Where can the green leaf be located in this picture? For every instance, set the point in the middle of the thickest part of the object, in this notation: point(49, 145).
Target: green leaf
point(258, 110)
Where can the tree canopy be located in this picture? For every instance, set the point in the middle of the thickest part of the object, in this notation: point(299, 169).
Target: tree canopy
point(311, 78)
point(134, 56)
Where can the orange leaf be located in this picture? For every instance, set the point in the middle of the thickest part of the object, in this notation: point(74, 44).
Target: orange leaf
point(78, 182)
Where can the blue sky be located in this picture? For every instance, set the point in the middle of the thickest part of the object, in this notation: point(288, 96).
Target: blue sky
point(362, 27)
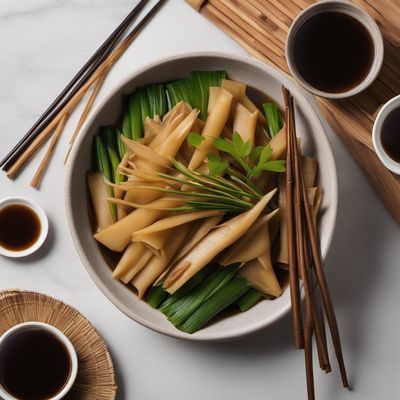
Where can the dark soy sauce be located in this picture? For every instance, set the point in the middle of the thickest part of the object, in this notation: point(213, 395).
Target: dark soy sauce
point(34, 364)
point(333, 51)
point(19, 227)
point(390, 135)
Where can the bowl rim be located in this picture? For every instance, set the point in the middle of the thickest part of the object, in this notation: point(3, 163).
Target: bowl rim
point(316, 121)
point(383, 113)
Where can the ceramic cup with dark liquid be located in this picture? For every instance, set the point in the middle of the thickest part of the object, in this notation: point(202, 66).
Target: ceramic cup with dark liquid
point(386, 135)
point(37, 362)
point(334, 49)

━━━━

• _ABOUT THIS EXERCISE_
Retype the records above exactly, pictures omitted.

• _SOLUTION FOR THIS EXERCISE_
Where can the green leaf be located in this picture? For every instance, set the point in the middle of the thickest part of the object, in this notation: point(49, 145).
Target: green leaf
point(258, 110)
Where can the tree canopy be located in this picture? For every instance, set the point in the middle of the thickest part of the object, in this notation: point(299, 169).
Target: tree canopy
point(311, 78)
point(134, 56)
Where can the orange leaf be located in this picture? For every instance, set the point in the middle of the thickest part of the object, in this notation: point(74, 44).
Target: orange leaf
point(78, 182)
Where can the blue sky be located in this picture? For every instance, set the point in the middle of the thickest part of the object, in this notation: point(288, 96).
Target: blue sky
point(362, 27)
Where can the dark soy sauce be located in this picture? For every instance, set the point in the middle of the thickest part of the object, in this notation: point(213, 395).
Target: dark soy sauce
point(34, 364)
point(333, 51)
point(19, 227)
point(390, 135)
Where can the bowl rim be located in this picture? For every instance, set the point in the middle of the thickest part of the object, in this notation: point(3, 163).
Target: bowl rim
point(316, 121)
point(383, 113)
Where can the ceramic cup with dark liquid be located in this picture? For every instance, set the point in the middle of the thickest part of the object, in this notation: point(202, 66).
Target: ceramic cup with dark liquid
point(386, 135)
point(37, 362)
point(334, 49)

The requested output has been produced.